* **WHAT THIS EXERCISE ASKS**
**A.** In the text on travel and blood clots, where do blood clots most commonly form?
**B.** Carry on the text on travel and blood clots from the point where it stops.

* **DOCUMENT TEXT**

Long distance travel is a risk factor in the development of blood clots. The risk is not confined to air travel; it increases with the duration of travel and is more common in those with pre-existing risk factors.

Prolonged periods of immobility can lead to slow blood flow in the veins which increases the risk of developing a blood clot within a deep vein in the body; this is called deep vein thrombosis (DVT). Blood clots most commonly form in the legs. If parts of the clot break off and travel to the lungs, this can block blood vessels and is called pulmonary embolism (PE) which is a potentially life threatening condition.

Although the absolute risk of developing DVT or PE after a long haul flight is very small, the risk is increased if you have pre-existing risk factors.

Pre-Existing Risk Factors

If you have any of the following risk factors, you may be at greater risk of DVT or PE and should be assessed by your GP prior to travel:

  • a history of DVT or PE
  • blood clotting abnormalities
  • cancer, whether untreated or currently on treatment
  • pregnancy or it is less than 6 weeks since delivery
  • recent surgery
  • recent serious injury or trauma
  • heart or lung disease
  • a close family member has a history of DVT or PE
  • you are over 60 years of age
  • if you are taller than 1.90m or shorter than 1.60m (adult)
  • varicose veins
  • mobility problems
  • obesity
  • you are taking combined oral contraceptives (the pill) or hormone replacement therapy (HRT)

​Preventive Measures

General advice

  • Move around as much as possible.
  • Choose an aisle seat where feasible as this is known to encourage moving around during the journey .
  • Carry out calf muscle exercises:
    • flex and extend your ankles to encourage blood flow.
  • Try to avoid placing cabin baggage where it can restrict your leg movement.
  • Avoid excessive alcohol consumption and the use of tranquilisers or sleeping tablets as this may discourage you from moving.

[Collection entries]
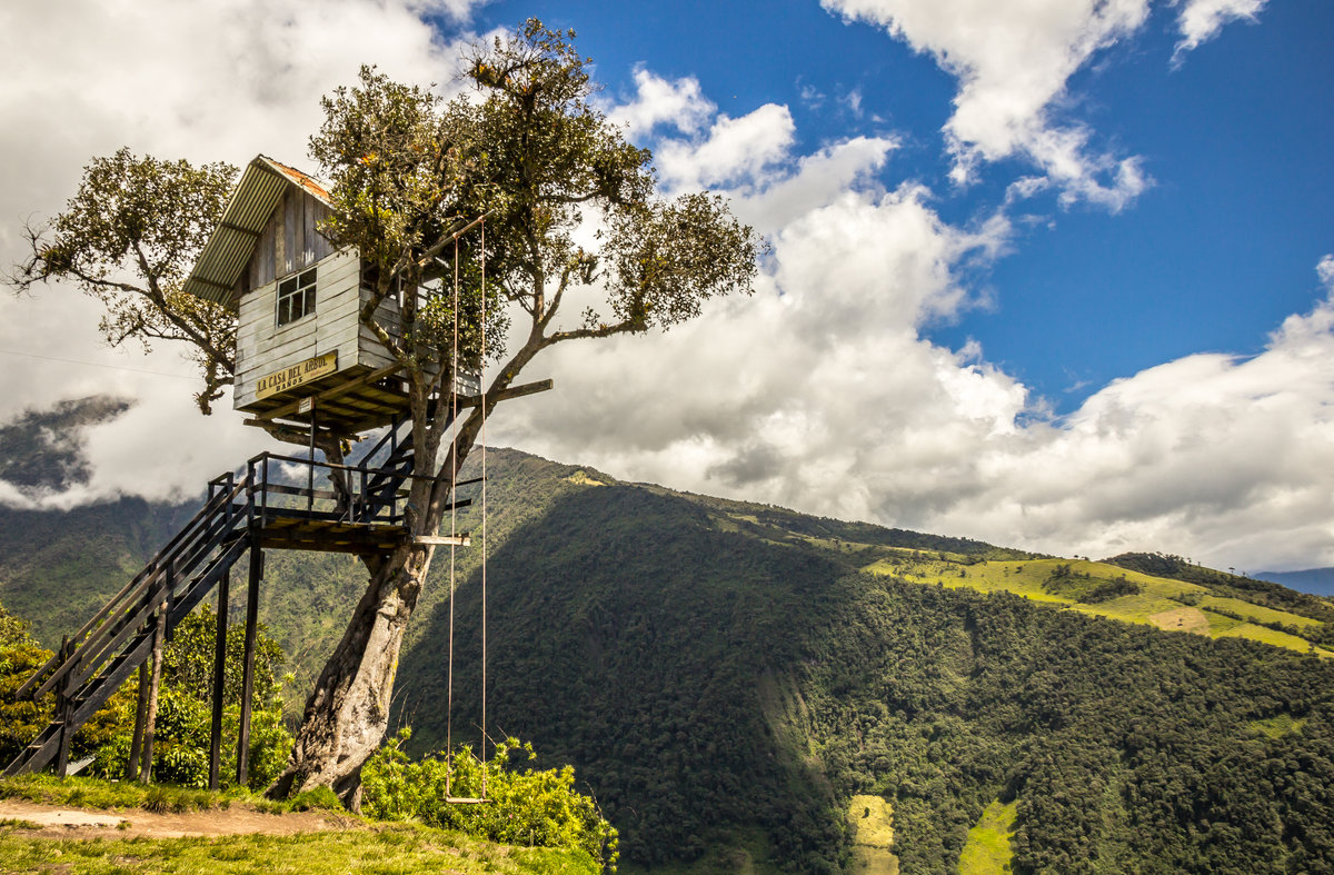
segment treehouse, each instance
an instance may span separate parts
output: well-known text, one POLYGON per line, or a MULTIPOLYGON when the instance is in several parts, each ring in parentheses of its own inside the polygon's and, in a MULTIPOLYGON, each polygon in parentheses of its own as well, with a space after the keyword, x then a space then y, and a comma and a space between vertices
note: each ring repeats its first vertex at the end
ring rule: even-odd
MULTIPOLYGON (((352 436, 408 416, 399 367, 360 312, 360 253, 320 233, 329 195, 305 173, 257 156, 232 192, 184 291, 237 315, 235 407, 253 424, 285 421, 352 436)), ((375 313, 400 336, 400 303, 375 313)), ((475 373, 456 381, 476 393, 475 373)))

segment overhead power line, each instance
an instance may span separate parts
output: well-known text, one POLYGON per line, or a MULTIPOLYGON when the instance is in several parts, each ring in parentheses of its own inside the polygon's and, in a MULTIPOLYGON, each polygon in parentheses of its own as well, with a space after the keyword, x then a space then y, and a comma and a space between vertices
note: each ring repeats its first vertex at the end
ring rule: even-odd
POLYGON ((108 371, 127 371, 129 373, 147 373, 149 376, 165 376, 172 380, 193 380, 192 376, 185 376, 183 373, 167 373, 164 371, 148 371, 145 368, 127 368, 119 364, 104 364, 101 361, 83 361, 80 359, 64 359, 61 356, 48 356, 40 352, 24 352, 23 349, 0 349, 5 355, 24 356, 28 359, 44 359, 47 361, 65 361, 67 364, 87 364, 89 368, 107 368, 108 371))

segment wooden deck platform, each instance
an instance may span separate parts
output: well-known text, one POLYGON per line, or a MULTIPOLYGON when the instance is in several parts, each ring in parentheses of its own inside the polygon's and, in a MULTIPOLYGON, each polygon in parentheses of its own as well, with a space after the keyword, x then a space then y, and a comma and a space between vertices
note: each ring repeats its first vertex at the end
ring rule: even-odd
POLYGON ((311 519, 300 511, 269 510, 260 527, 265 550, 311 550, 329 554, 387 554, 407 543, 404 526, 311 519))

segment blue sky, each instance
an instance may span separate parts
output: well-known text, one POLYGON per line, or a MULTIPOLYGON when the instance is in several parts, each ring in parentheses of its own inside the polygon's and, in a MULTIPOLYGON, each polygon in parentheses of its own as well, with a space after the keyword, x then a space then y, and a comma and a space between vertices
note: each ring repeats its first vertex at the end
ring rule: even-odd
MULTIPOLYGON (((1142 156, 1154 184, 1115 216, 1062 209, 1055 192, 1026 203, 1034 227, 982 277, 992 305, 926 329, 951 347, 976 339, 1062 412, 1169 359, 1255 353, 1325 296, 1313 265, 1334 245, 1334 5, 1270 3, 1174 65, 1178 11, 1154 7, 1070 81, 1066 116, 1103 148, 1142 156)), ((884 28, 815 3, 495 3, 475 15, 575 28, 611 95, 631 92, 631 71, 646 67, 698 79, 732 115, 787 105, 799 148, 900 136, 886 184, 920 180, 951 221, 998 208, 1033 172, 1007 160, 952 187, 940 128, 955 79, 884 28), (818 105, 807 89, 823 95, 818 105), (839 100, 852 91, 860 115, 839 100)))
MULTIPOLYGON (((632 480, 1047 552, 1334 564, 1334 5, 1325 0, 24 0, 0 27, 0 255, 81 165, 303 164, 360 63, 578 31, 666 193, 774 244, 755 296, 559 349, 492 440, 632 480)), ((592 301, 596 303, 596 301, 592 301)), ((0 419, 113 392, 67 507, 267 446, 69 289, 0 301, 0 419), (52 339, 57 339, 53 341, 52 339), (41 356, 41 357, 39 357, 41 356), (147 373, 144 371, 148 371, 147 373), (165 424, 169 423, 169 427, 165 424)))

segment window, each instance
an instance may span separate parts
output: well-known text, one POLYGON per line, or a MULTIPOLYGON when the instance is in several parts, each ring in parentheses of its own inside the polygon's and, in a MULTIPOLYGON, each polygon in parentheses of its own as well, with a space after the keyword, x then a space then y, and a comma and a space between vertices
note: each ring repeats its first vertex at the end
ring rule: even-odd
POLYGON ((315 268, 277 284, 277 324, 285 325, 315 312, 315 268))

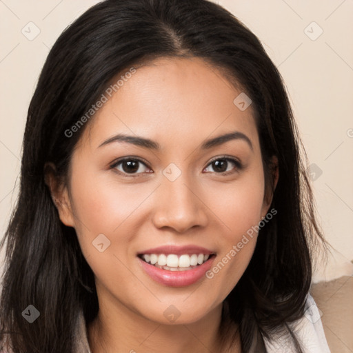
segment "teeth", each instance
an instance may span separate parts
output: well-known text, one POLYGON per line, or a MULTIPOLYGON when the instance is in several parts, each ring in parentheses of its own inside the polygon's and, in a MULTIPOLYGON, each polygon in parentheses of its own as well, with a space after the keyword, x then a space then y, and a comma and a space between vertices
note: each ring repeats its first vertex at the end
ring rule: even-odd
POLYGON ((179 268, 183 270, 191 270, 197 265, 201 265, 210 258, 210 255, 204 255, 203 254, 192 254, 189 255, 185 254, 183 255, 176 255, 170 254, 166 256, 164 254, 146 254, 142 255, 142 259, 145 262, 154 265, 159 268, 163 268, 164 270, 170 271, 178 271, 179 268))
POLYGON ((165 266, 167 265, 167 256, 164 254, 158 256, 158 264, 160 266, 165 266))

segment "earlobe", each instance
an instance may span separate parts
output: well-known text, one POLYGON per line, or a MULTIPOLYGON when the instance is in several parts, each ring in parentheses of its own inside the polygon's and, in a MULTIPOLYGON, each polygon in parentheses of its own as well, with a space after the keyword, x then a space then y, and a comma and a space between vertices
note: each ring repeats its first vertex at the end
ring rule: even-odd
POLYGON ((261 218, 265 217, 268 212, 268 209, 272 202, 274 190, 277 186, 277 183, 279 179, 279 161, 278 158, 276 156, 272 156, 271 159, 270 169, 271 179, 269 182, 270 185, 265 188, 261 218))
POLYGON ((45 182, 49 188, 52 200, 55 205, 61 222, 68 227, 74 227, 74 217, 68 188, 59 180, 56 168, 52 163, 46 163, 45 182))

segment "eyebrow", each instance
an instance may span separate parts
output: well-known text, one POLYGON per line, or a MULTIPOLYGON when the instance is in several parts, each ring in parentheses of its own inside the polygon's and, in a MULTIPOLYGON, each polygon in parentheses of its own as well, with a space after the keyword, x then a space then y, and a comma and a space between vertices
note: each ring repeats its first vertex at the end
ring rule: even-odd
MULTIPOLYGON (((252 143, 249 137, 248 137, 248 136, 246 136, 243 132, 240 132, 239 131, 234 131, 232 132, 229 132, 228 134, 206 140, 202 143, 201 149, 208 150, 212 147, 222 145, 232 140, 244 141, 249 145, 249 147, 251 148, 251 150, 253 150, 252 143)), ((113 136, 112 137, 110 137, 108 140, 101 143, 99 146, 99 148, 113 142, 127 142, 128 143, 131 143, 132 145, 143 147, 144 148, 148 148, 150 150, 161 150, 160 145, 157 142, 150 140, 150 139, 145 139, 139 136, 130 136, 124 134, 118 134, 115 136, 113 136)))

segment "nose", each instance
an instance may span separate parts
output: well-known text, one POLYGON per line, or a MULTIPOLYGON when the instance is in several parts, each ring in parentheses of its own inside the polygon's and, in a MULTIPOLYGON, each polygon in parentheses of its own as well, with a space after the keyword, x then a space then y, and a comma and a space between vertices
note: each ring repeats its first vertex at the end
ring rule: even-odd
POLYGON ((207 207, 200 189, 182 177, 175 181, 164 178, 155 194, 153 223, 158 228, 172 228, 179 233, 208 224, 207 207))

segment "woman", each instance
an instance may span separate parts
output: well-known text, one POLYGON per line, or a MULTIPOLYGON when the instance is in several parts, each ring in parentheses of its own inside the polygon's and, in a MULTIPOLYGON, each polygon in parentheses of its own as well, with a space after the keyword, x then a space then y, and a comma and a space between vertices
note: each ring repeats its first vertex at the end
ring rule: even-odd
POLYGON ((300 146, 279 72, 219 6, 88 10, 28 110, 3 349, 329 352, 300 146))

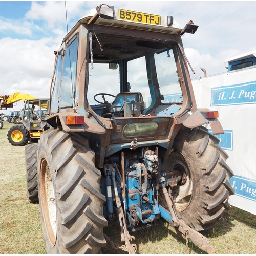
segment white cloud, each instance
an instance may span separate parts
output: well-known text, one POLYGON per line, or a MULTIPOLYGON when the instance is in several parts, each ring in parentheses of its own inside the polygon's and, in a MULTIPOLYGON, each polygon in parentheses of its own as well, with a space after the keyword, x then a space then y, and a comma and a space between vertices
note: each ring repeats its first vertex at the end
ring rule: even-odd
MULTIPOLYGON (((84 5, 83 2, 66 2, 68 20, 77 16, 81 17, 84 15, 82 12, 84 5)), ((31 9, 26 14, 25 18, 44 21, 50 29, 54 29, 56 26, 66 26, 65 2, 48 1, 40 4, 33 2, 31 9)))
MULTIPOLYGON (((69 29, 99 3, 66 2, 69 29)), ((182 38, 196 73, 191 75, 192 78, 203 76, 200 67, 206 69, 207 75, 225 72, 226 59, 255 49, 256 2, 110 1, 108 4, 116 8, 172 15, 181 27, 190 19, 199 26, 195 35, 185 34, 182 38)), ((33 2, 23 19, 0 18, 0 31, 8 36, 0 39, 0 94, 20 91, 48 97, 55 58, 53 52, 66 34, 65 2, 33 2), (38 31, 40 34, 37 33, 35 40, 38 31), (10 32, 29 39, 12 39, 10 32)))
POLYGON ((0 40, 0 94, 15 92, 49 97, 55 55, 53 38, 0 40))
POLYGON ((17 34, 31 36, 31 24, 26 21, 12 20, 4 18, 0 19, 0 31, 6 34, 12 31, 17 34))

* **EXPECTED RESULTS**
**A.** In the legs.

**B.**
  • Keep well hydrated as this this can encourage walking to toilet.
  • Seek urgent medical attention if you develop:
    • swollen, painful legs especially if one is more so than the other
    • breathing difficulties.

Aspirin therapy

  • It is now accepted that there is no place for aspirin in the prevention of travel related DVT or PE.

Anti-embolism stockings

If you are at an increased risk of DVT or PE, anti-embolism stockings (AES) might be recommended to reduce your risk. You should discuss this with your travel health advisor or GP. AES are sometimes called graduated compression stockings (GCS):

  • Ensure you buy the correct type and size of stocking and know how to wear them correctly.
  • If you have varicose veins, wearing AES can slightly increase your risk of an inflamed vein near the surface of the skin (this is called superficial thrombophlebitis).
  • If you require a higher level of compression than basic AES provide, you must be measured and fitted by a trained individual:
    • incorrectly fitting AES can increase your risk of DVT or PE.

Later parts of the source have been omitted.